**WHAT YOU HAVE TO DO**
Look below for the line containing "facade in this photo, one point per instance." and the line containing "Objective — set a marker on each instance of the alloy"; repeat exactly those two lines and all lines between them, and nothing else.
╭─ MATERIAL FOR THIS TASK
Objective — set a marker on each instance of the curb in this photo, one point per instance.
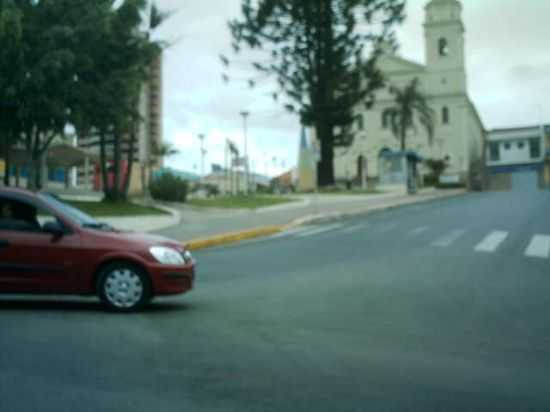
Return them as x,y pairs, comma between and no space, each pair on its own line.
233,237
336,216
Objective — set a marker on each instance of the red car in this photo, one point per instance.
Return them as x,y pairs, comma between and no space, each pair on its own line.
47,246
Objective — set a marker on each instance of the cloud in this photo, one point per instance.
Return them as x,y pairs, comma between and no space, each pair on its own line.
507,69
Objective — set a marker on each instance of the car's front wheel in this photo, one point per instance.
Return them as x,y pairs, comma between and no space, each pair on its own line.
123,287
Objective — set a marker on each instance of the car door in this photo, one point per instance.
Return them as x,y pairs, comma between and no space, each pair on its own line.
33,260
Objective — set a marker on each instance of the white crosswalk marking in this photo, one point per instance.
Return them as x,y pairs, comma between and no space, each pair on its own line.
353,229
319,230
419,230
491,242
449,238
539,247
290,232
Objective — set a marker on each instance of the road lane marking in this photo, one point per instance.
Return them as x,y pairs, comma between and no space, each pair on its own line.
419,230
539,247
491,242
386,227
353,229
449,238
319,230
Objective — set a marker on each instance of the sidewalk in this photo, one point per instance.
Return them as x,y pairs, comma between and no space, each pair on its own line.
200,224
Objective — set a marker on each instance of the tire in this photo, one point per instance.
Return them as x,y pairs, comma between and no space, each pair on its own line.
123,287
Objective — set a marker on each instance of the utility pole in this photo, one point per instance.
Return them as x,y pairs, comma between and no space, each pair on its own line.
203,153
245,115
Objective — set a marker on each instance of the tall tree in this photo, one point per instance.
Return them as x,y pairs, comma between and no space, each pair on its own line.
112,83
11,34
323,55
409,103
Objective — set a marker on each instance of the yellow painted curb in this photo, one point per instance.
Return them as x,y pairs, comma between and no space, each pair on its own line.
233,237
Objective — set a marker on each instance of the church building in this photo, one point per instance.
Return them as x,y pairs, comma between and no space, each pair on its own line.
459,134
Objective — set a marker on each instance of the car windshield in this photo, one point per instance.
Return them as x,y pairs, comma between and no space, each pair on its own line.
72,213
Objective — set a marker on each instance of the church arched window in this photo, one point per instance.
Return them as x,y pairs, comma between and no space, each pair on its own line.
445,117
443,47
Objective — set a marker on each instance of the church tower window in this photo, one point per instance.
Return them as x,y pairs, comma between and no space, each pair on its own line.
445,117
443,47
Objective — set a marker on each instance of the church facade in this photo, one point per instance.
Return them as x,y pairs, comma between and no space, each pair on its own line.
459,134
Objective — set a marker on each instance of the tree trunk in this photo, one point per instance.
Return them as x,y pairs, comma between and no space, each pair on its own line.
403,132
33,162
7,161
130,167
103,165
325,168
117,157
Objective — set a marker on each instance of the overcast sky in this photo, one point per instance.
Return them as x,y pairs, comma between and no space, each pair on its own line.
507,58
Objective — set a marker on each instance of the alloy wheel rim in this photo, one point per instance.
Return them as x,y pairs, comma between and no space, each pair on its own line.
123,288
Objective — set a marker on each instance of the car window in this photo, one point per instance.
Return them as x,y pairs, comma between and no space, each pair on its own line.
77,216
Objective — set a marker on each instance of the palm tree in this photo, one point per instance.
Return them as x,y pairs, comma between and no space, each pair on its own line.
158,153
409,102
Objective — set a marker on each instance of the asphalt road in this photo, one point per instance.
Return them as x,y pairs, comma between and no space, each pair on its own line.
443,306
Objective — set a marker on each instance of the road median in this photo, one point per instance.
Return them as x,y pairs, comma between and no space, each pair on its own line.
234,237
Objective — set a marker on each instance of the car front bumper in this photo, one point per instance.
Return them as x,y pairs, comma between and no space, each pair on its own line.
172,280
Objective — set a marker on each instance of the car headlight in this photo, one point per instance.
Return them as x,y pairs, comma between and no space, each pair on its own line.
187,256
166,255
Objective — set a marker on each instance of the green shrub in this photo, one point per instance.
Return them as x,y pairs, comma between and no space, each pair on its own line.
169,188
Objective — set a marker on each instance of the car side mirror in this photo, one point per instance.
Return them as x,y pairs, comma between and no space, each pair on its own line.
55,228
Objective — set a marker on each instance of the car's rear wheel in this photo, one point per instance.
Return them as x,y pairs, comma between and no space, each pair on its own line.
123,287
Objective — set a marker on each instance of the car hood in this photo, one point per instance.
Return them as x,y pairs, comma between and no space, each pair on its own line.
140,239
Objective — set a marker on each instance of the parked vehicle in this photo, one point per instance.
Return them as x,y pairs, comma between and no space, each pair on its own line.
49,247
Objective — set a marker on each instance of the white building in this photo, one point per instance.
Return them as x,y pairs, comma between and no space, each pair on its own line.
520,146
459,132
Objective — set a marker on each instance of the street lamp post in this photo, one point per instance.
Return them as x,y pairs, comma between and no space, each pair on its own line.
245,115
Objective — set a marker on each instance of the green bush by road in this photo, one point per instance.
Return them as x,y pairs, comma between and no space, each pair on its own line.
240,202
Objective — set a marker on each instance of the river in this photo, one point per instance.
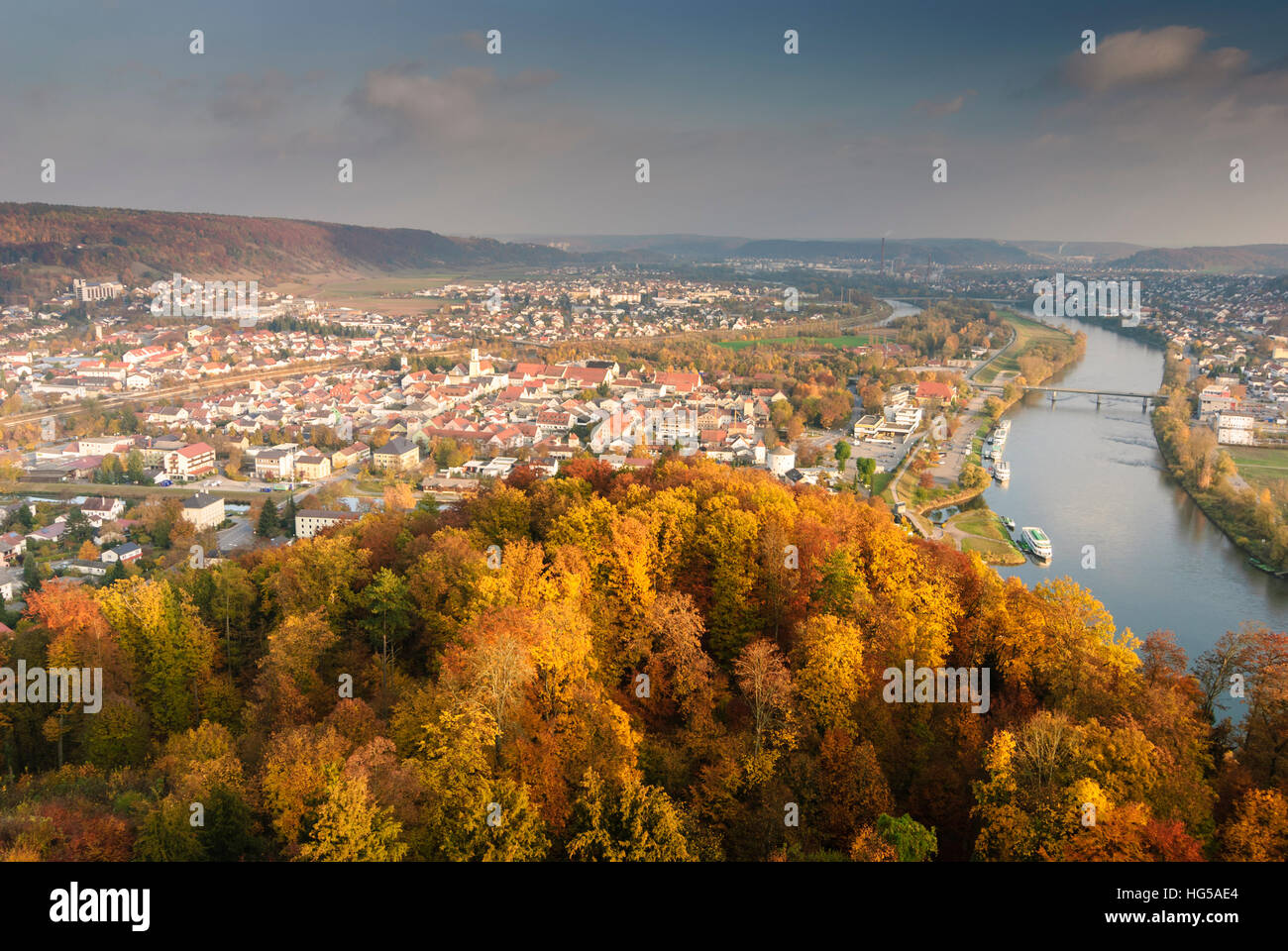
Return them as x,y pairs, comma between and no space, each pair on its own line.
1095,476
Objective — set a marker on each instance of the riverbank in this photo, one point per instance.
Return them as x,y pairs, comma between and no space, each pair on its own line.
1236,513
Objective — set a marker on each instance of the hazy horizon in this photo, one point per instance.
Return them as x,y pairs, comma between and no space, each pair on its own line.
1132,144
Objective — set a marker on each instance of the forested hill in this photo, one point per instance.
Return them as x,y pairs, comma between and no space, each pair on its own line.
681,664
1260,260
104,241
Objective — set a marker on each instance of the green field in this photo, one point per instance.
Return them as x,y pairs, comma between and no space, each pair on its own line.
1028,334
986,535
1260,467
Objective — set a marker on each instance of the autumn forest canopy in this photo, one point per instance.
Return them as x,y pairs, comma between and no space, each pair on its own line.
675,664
╰─
**SOLUTION TO THIS TASK**
Objective — set a marker on each instance of the church facade in this photo, one point per instance.
Return them as x,y pairs, comma between and no space, each pair on its own line.
459,134
Objective — set a marker on each instance of the tree trunk in this photo, one point per instance.
Return them as x,y pairs, comma between and no space, each pair on its own line.
403,132
33,162
7,161
130,167
103,165
325,168
117,157
Objective — set a marker on each instance of the overcast sky in this photo, one point per instance.
Return them as x,y pairs, comma between and no space, each pair on its own line.
507,58
Objective — set a marker on each instance of the alloy wheel rim in this photo, one point per instance.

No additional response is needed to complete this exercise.